>> begin Information given

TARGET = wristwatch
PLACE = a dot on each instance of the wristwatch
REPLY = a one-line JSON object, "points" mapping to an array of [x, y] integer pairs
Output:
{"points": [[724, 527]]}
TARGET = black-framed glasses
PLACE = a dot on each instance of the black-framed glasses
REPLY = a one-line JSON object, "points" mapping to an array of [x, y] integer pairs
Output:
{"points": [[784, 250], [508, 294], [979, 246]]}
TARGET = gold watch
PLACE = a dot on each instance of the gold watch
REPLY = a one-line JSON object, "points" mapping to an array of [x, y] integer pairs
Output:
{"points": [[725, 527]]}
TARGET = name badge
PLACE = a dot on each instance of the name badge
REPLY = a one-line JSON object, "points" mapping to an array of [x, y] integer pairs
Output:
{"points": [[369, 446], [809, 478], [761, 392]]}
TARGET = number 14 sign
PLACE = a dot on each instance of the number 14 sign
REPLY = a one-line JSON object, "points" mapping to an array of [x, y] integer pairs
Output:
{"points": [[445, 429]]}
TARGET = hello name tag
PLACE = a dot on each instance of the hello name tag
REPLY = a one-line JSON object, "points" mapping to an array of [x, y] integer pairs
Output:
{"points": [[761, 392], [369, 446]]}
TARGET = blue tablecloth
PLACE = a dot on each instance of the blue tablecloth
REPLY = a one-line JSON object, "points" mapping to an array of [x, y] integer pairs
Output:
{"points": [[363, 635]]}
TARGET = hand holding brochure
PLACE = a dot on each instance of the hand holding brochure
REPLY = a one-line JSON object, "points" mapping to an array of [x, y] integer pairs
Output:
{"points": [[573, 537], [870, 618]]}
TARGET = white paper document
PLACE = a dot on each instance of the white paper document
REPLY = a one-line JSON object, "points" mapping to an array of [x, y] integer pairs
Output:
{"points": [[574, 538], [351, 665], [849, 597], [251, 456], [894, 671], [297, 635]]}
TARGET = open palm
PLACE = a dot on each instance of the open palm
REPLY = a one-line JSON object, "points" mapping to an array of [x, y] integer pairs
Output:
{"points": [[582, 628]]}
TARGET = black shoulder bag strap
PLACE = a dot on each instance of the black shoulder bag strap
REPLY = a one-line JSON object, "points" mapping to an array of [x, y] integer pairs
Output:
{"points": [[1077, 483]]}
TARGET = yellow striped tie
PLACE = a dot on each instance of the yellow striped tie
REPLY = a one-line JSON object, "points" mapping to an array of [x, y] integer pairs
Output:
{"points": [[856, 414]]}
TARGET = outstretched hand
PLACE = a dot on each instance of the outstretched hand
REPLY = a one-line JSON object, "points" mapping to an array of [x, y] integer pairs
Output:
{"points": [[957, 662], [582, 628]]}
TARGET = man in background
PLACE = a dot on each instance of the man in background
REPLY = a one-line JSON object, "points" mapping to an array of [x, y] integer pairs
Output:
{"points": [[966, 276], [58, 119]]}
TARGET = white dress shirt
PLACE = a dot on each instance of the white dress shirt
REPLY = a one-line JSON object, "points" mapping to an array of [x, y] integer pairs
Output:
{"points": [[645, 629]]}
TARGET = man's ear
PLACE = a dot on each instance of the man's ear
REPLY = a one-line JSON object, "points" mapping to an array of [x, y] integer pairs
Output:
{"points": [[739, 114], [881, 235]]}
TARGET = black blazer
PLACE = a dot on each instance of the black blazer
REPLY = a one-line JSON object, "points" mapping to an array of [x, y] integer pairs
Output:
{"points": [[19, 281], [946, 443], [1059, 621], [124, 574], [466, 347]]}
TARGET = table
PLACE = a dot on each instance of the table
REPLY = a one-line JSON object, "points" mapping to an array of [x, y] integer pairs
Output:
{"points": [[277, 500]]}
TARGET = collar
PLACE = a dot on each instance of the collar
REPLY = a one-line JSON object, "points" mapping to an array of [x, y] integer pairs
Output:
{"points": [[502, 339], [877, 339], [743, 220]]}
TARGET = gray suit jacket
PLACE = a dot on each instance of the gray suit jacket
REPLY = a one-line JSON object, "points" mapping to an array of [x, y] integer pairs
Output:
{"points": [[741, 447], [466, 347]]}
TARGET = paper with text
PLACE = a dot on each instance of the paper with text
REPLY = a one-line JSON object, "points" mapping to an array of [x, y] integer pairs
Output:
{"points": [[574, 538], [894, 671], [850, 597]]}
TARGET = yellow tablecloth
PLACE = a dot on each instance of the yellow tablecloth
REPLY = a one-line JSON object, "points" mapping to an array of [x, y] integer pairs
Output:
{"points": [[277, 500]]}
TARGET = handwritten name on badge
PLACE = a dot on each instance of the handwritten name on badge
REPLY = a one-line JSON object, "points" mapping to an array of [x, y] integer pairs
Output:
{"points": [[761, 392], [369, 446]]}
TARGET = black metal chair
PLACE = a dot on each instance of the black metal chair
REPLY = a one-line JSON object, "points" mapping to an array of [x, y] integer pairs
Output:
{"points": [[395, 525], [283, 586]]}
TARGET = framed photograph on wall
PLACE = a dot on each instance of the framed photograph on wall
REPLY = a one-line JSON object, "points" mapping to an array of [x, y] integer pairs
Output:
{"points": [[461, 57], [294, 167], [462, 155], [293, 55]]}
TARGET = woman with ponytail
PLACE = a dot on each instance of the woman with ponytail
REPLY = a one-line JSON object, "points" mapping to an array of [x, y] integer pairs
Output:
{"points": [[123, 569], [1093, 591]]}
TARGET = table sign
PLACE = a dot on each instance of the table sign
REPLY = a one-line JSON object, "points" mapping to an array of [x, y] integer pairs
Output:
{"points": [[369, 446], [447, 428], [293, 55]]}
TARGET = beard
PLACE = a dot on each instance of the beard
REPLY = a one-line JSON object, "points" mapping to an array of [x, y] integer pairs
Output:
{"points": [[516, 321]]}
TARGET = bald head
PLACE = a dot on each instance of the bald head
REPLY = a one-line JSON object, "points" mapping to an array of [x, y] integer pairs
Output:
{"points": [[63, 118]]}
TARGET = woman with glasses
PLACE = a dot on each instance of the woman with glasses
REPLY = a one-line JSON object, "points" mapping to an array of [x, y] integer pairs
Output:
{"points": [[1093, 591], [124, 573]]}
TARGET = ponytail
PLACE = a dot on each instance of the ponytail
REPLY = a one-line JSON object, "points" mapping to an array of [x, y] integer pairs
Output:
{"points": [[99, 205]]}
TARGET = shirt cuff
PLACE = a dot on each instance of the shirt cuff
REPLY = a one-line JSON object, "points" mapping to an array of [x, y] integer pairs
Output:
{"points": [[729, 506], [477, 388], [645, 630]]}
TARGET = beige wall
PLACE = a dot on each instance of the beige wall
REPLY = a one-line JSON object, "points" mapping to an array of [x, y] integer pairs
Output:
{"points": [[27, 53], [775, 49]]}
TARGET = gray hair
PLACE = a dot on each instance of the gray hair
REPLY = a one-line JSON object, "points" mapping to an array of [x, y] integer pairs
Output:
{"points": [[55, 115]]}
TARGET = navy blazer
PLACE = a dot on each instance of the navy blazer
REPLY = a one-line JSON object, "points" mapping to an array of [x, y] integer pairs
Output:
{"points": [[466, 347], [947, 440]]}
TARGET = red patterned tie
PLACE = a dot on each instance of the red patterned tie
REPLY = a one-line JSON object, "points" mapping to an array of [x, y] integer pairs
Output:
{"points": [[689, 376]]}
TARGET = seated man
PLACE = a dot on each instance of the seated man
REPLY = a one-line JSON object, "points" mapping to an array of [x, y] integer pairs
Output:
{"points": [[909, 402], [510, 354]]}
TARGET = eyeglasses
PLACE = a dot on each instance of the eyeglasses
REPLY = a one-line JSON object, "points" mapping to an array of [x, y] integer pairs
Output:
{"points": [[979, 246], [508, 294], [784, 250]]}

>> end Information given

_What is required_. Repeat every record, keeping each word and mark exactly as it is.

_Task response_.
TARGET = wristwatch
PLACE = a dot on each instance of the wristwatch
REPLY = a one-line JSON object, "points" mapping to an array of [x, y] integer pairs
Output:
{"points": [[724, 527]]}
TARGET = black-framed glasses
PLACE = a dot on each instance of the black-framed glasses
REPLY = a one-line JSON object, "points" mapping to an array of [x, y] integer pairs
Output:
{"points": [[784, 250], [508, 294], [979, 246]]}
TARGET = gold watch
PLACE = a dot on each instance of the gold watch
REPLY = a one-line JSON object, "points" mapping to an array of [x, y] integer pairs
Output:
{"points": [[725, 527]]}
TARGET = name badge
PLACE = a dot on each instance of the name badge
REPLY = a one-line JSON object, "points" mapping to an array of [x, y] integer pairs
Output:
{"points": [[369, 446], [809, 478], [761, 392]]}
TARGET = number 14 sign
PLACE = a dot on each instance of the number 14 sign
REPLY = a one-line JSON object, "points" mapping to an array of [x, y] integer pairs
Output:
{"points": [[445, 429]]}
TARGET = hello name tag
PLACE = a dot on each instance of the hello name tag
REPLY = a one-line JSON object, "points" mapping to an array of [x, y] integer pairs
Output:
{"points": [[761, 392], [369, 446]]}
TARGET = blue tablecloth
PLACE = a dot on each instance of the blue tablecloth
REPLY = a one-line JSON object, "points" mapping to an array of [x, y] integer pairs
Output:
{"points": [[363, 635]]}
TARGET = hand holding brochure
PLACE = a dot on each instance of the hand holding brochure
REPLY = a one-line JSON object, "points" mapping to an array of [x, y] integer pairs
Output:
{"points": [[573, 537], [870, 618]]}
TARGET = white paper document
PLACE = a dot on each instance of the white paper document
REPLY = a one-line JSON object, "points" mapping to an array of [x, y] integer pairs
Output:
{"points": [[574, 538], [351, 665], [849, 597], [251, 456], [894, 671], [297, 635]]}
TARGET = open palm
PLACE = a dot on each instance of the open palm
REPLY = a one-line JSON object, "points" mapping to an array of [x, y] integer pairs
Output:
{"points": [[582, 628]]}
TARGET = black shoulder bag strap
PLACE = a dot on each instance of the black shoulder bag strap
REPLY = a one-line JSON object, "points" mapping to an array of [x, y] integer pairs
Output:
{"points": [[1077, 483]]}
TARGET = yellow striped tie
PLACE = a dot on each instance of the yellow striped tie
REPLY = a one-line JSON object, "points" mapping to an array of [x, y] integer pairs
Output:
{"points": [[856, 414]]}
TARGET = outstretched hand
PLACE = a dot on each instance of the outstretched hand
REPLY = a one-line JSON object, "points" mapping to an array of [x, y] integer pairs
Output:
{"points": [[957, 662], [582, 628]]}
TARGET = man in background
PLACE = a dot on each instance of the man in background
REPLY = a one-line JSON object, "points" mapping to an array of [x, y] integer pairs
Output:
{"points": [[966, 276], [58, 119]]}
TARGET = white dress shirt
PLACE = a dot on each instance of the white dress shirt
REPLY = a one-line JSON object, "points" mapping to an array of [x, y] integer pairs
Output:
{"points": [[645, 629]]}
TARGET = man's ear
PLACE = a dot on each instance of the man's ear
REPLY = a one-line JSON object, "points" mapping to an array of [x, y] integer pairs
Output:
{"points": [[739, 114], [881, 235]]}
TARGET = black blazer
PLACE = a dot on each instance of the black blazer
REPLY = a one-line JSON object, "points" mapping to an array of [x, y] integer pairs
Output:
{"points": [[19, 281], [946, 443], [1059, 621], [124, 574], [466, 347]]}
TARGET = table
PLACE = a dot on each instance of the table
REPLY = a one-line JSON object, "points" mapping to an array of [x, y] integer pairs
Output:
{"points": [[277, 500]]}
TARGET = collar
PLACE = a dot on each instance of the collar
REPLY = a one-line JSON object, "points" mapping to an array of [x, y] integer pairs
Output:
{"points": [[502, 339], [877, 339], [743, 220]]}
TARGET = gray suit jacket
PLACE = a dot on each instance of the gray suit jacket
REPLY = a one-line JSON object, "points" mapping to an array of [x, y] integer pairs
Output:
{"points": [[741, 447], [466, 347]]}
TARGET = paper with text
PLACE = a dot on each instance of the paper with text
REPLY = a one-line JSON object, "points" mapping to an array of [x, y] integer pairs
Output:
{"points": [[574, 538], [894, 671], [850, 597]]}
TARGET = yellow tablecloth
PLACE = a dot on each instance of the yellow tablecloth
REPLY = a one-line JSON object, "points" mapping to an array of [x, y] integer pairs
Output:
{"points": [[277, 500]]}
TARGET = handwritten name on badge
PLACE = a dot on each instance of the handwritten name on badge
REPLY = a one-line JSON object, "points" mapping to an array of [x, y] integer pairs
Output:
{"points": [[761, 392], [369, 446]]}
TARGET = black metal chair
PLACE = a dot on each instance of the black metal chair
REPLY = a one-line JSON object, "points" mapping to an array of [x, y] integer pairs
Output:
{"points": [[395, 525], [283, 586]]}
TARGET = framed photograph on wall
PLACE = a dot on each instance of the framed photograph on wall
REPLY = a one-line JSON object, "points" mapping to an array of [x, y] integer pairs
Output:
{"points": [[461, 57], [294, 167], [462, 155], [293, 55]]}
TARGET = woman with ponytail
PLACE = a dot on each instance of the woman with ponytail
REPLY = a one-line JSON object, "points" mapping to an array of [x, y] integer pairs
Output:
{"points": [[123, 569], [1093, 591]]}
TARGET = table sign
PLACE = a dot on each instance of the table sign
REPLY = a one-line JSON object, "points" mapping to an array of [x, y] integer pairs
Output:
{"points": [[369, 446], [447, 428], [293, 55]]}
TARGET = beard
PLACE = a dot on each instance of the beard
REPLY = a one-line JSON object, "points" mapping to an array of [x, y] integer pairs
Output:
{"points": [[516, 321]]}
TARGET = bald head
PLACE = a dot on each instance of the bald head
REPLY = a one-line JSON object, "points" mapping to an array of [x, y] integer pairs
Output:
{"points": [[63, 118]]}
TARGET = woman with glasses
PLACE = a dot on each instance of the woman with glasses
REPLY = a one-line JSON object, "points" mapping to an array of [x, y] integer pairs
Output:
{"points": [[1093, 591], [124, 573]]}
TARGET = ponytail
PLACE = a dot on each instance of the ponytail
REPLY = a one-line JSON object, "points" mapping to an array of [x, y] integer pairs
Output:
{"points": [[99, 205]]}
TARGET = shirt cuff
PLACE = a dot on each instance of the shirt cuff
REPLY = a one-line JSON object, "points" mapping to an array of [x, y] integer pairs
Output:
{"points": [[729, 506], [477, 388], [645, 630]]}
TARGET = beige wall
PLACE = a dot on each instance of the beige wall
REPLY = a one-line JSON object, "points" mapping to an array of [x, y] integer pairs
Output:
{"points": [[27, 53], [775, 49]]}
TARGET = gray hair
PLACE = a dot on each instance of the gray hair
REPLY = a one-line JSON object, "points" mapping to an array of [x, y] integer pairs
Output:
{"points": [[55, 115]]}
TARGET = navy blazer
PLACE = a dot on each instance of the navy blazer
REPLY = a one-line JSON object, "points" mapping to an array of [x, y] integer pairs
Output:
{"points": [[466, 347], [947, 440]]}
TARGET = red patterned tie
PLACE = a dot on each instance of the red patterned tie
REPLY = a one-line JSON object, "points" mapping to an array of [x, y] integer pairs
Output:
{"points": [[689, 376]]}
TARGET = seated man
PLACE = a dot on each instance of the seated man
REPLY = a one-line JSON object, "points" mapping to an array of [x, y] integer pairs
Output:
{"points": [[909, 402], [510, 354]]}
TARGET = eyeglasses
PLACE = a dot on each instance of the eyeglasses
REPLY = a one-line JSON object, "points" mapping to an array of [x, y] integer pairs
Output:
{"points": [[979, 246], [508, 294], [784, 250]]}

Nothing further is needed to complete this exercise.